Tre domande sulla scrittura (a Giulio Marzaioli e Andrea Inglese) 1

(Nell’ambito di una tesi dal titolo “Dalla prosa lirica alla prosa in prosa”, discussa da Marco Inguscio presso la facoltà di Lettere moderne presso l’Università del Salento, Giulio Marzaioli ed io siamo stati invitati a rispondere a tre medesime domande relativamente alla nostra esperienza di autori.
Pubblico di seguito lo stralcio della tesi con l’intervista a Giulio Marzaioli, cui seguirà quella mia. a. i.)

INTERVISTA A GIULIO MARZAIOLI

1) La prosa in prosa è scrittura della crisi. Siete d’accordo con una simile affermazione?

“Prose en prose” è una definizione che Jean-Marie Gleize ha coniato relativamente alla propria scrittura e che vuole significare un’inclinazione della sua opera verso l’oggettività, la documentazione, il taglio dell’inquadratura, la riduzione (o l’azzeramento) della fascinazione metaforica (tracciando così un confine rispetto alla poesia in prosa).

In Italia la definizione di Gleize è stata mutuata dagli autori/redattori di GAMMM come titolo di un’antologia loro dedicata e che, in parte, raccoglie testi in prosa. Credo che né l’una né l’altra circostanza siano indicative di una crisi o che, in qualche modo, la procurino. Nel caso di Gleize la definizione veste a misura un percorso di scrittura, tra i più significativi – a mio avviso – della letteratura contemporanea, che prende le distanze dalla complicità estetizzante della poesia (o della poesia in prosa, di cui, peraltro e per certi versi, la prose en proses di Gleize può anche essere considerata un’evoluzione) e, al pari di alcuni autori di simile sensibilità (su tutti Emmanuel Hocquard), prosegue su un tracciato inizialmente delineato dall’opera di Francis Ponge.
#####
*COMPITO ASSEGNATO 1*. Elenca tutte le persone nominate nel brano fornito.
*COMPITO ASSEGNATO 2*. Secondo il brano fornito, chi ha coniato la definizione "prose en prose"?
*COMPITO ASSEGNATO 3*. Cita dal brano fornito la parte che si apre con le parole contenenti "(Nell’ambito di una" e si chiude con "esperienza di autori.".

Dati di annotazione sulla posizione degli oggetti
#####
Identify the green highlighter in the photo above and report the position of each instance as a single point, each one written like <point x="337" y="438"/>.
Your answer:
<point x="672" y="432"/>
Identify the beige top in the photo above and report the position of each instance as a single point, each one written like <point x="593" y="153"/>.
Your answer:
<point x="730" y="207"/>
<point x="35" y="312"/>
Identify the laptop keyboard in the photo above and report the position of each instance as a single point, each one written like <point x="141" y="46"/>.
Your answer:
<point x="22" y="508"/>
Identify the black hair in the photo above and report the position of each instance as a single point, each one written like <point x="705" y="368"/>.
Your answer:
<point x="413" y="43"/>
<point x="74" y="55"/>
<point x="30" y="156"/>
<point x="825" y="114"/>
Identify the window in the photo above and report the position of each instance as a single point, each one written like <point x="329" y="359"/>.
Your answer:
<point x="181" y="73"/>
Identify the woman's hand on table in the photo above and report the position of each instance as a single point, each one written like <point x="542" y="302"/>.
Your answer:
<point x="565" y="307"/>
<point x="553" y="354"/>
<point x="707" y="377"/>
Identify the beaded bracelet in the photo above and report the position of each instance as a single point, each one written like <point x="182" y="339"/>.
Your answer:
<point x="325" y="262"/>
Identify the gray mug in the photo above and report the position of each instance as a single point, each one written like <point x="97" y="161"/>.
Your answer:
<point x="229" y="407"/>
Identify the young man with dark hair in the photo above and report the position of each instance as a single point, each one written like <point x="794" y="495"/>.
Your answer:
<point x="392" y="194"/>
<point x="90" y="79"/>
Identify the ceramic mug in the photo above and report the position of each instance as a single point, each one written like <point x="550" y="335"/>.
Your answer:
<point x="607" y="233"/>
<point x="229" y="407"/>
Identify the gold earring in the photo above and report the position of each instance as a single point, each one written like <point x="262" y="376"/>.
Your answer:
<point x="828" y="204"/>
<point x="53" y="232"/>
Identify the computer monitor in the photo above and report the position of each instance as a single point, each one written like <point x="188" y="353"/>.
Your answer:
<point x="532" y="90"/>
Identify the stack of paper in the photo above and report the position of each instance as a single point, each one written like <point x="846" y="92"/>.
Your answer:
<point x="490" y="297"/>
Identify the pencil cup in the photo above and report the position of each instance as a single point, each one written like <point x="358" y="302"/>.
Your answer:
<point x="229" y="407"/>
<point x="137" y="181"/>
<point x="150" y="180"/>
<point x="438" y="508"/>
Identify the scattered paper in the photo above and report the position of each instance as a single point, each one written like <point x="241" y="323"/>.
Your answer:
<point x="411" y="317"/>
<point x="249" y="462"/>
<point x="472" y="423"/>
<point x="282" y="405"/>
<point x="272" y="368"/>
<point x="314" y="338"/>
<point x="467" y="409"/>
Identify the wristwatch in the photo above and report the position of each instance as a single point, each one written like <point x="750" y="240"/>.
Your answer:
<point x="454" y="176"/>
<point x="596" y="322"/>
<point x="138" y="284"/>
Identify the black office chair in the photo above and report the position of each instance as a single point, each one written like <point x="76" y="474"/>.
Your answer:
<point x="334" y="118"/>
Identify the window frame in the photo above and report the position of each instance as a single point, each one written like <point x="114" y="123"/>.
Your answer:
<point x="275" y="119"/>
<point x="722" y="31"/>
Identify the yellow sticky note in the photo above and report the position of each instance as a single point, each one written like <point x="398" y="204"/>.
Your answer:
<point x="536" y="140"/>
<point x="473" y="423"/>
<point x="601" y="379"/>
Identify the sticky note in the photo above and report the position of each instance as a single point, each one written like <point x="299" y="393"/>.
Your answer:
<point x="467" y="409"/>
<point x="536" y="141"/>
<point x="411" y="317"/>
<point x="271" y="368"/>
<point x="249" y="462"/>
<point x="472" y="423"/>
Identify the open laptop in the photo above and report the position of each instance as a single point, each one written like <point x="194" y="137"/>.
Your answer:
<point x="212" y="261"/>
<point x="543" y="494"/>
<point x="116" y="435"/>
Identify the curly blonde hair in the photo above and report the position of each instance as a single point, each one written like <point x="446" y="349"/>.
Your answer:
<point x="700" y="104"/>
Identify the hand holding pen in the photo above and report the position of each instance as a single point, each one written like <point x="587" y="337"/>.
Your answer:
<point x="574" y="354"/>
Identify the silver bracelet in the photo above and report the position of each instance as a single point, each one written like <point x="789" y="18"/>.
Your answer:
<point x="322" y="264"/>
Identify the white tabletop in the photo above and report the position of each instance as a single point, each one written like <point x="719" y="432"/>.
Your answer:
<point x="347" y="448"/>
#####
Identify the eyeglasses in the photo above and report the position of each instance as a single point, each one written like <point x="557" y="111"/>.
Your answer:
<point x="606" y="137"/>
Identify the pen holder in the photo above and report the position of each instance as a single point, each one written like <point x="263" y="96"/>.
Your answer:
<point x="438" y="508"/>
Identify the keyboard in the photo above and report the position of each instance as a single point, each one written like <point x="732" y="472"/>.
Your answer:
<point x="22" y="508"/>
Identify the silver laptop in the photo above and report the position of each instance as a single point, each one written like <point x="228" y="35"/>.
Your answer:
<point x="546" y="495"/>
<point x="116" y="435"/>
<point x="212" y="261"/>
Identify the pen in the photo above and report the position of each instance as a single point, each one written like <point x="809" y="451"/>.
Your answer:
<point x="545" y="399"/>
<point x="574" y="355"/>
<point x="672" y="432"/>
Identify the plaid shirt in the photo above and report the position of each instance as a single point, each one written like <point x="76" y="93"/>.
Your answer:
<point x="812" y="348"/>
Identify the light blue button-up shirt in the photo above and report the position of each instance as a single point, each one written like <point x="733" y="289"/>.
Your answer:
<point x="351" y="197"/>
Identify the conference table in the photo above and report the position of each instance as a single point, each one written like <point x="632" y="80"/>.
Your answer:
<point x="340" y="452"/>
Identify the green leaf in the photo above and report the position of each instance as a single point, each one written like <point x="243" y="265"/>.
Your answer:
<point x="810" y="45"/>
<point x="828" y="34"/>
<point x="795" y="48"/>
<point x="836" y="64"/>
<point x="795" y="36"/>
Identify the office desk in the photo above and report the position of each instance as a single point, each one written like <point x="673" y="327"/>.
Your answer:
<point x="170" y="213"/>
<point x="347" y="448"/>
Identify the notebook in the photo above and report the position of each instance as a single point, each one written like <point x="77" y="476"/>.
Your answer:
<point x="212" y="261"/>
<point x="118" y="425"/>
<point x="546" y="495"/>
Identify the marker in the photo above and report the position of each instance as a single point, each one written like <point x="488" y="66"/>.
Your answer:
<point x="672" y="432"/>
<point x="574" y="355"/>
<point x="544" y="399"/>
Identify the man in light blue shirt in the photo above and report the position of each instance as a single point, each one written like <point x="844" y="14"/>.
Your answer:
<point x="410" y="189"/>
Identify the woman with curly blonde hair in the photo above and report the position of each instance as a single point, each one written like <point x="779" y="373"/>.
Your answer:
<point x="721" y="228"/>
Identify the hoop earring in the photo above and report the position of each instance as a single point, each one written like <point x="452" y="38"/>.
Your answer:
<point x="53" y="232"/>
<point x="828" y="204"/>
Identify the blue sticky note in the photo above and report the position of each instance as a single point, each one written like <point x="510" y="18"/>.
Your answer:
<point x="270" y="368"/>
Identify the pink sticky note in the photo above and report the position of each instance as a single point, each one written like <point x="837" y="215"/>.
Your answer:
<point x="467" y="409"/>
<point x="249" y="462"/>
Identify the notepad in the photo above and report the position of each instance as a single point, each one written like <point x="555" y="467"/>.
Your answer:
#####
*RISPOSTA COMPLETA 1*. Giulio Marzaioli, Andrea Inglese, Marco Inguscio, Jean-Marie Gleize, Emmanuel Hocquard, Francis Ponge

*RISPOSTA COMPLETA 2*. L'ha coniata Jean-Marie Gleize, riferendola alla propria scrittura.

*RISPOSTA COMPLETA 3*.
(Nell’ambito di una tesi dal titolo “Dalla prosa lirica alla prosa in prosa”, discussa da Marco Inguscio presso la facoltà di Lettere moderne presso l’Università del Salento, Giulio Marzaioli ed io siamo stati invitati a rispondere a tre medesime domande relativamente alla nostra esperienza di autori.